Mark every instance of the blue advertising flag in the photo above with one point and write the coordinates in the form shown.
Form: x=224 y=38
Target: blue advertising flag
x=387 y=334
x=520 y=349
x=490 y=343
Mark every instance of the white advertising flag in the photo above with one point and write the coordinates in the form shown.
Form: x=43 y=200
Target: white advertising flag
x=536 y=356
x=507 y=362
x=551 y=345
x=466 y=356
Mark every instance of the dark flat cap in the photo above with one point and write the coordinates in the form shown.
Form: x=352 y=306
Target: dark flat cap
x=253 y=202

────────────────────

* What to do *
Can you arrange every line of the records above as a numbered list, dropping any blank lines?

* Written response *
1. Mark every instance of the blue advertising flag in the photo above with one point and write the coordinates in the form shown.
2. Form: x=224 y=38
3. Target: blue advertising flag
4. x=387 y=334
5. x=520 y=349
6. x=490 y=343
7. Mark every instance of the white advertising flag in the photo above with one point and write the coordinates in the form shown.
8. Form: x=43 y=200
9. Target: white advertising flag
10. x=536 y=356
11. x=507 y=362
12. x=551 y=345
13. x=466 y=356
14. Mark every instance of the dark flat cap in the photo above with one point and write the coordinates in the form shown.
15. Form: x=352 y=306
16. Target: dark flat cap
17. x=253 y=202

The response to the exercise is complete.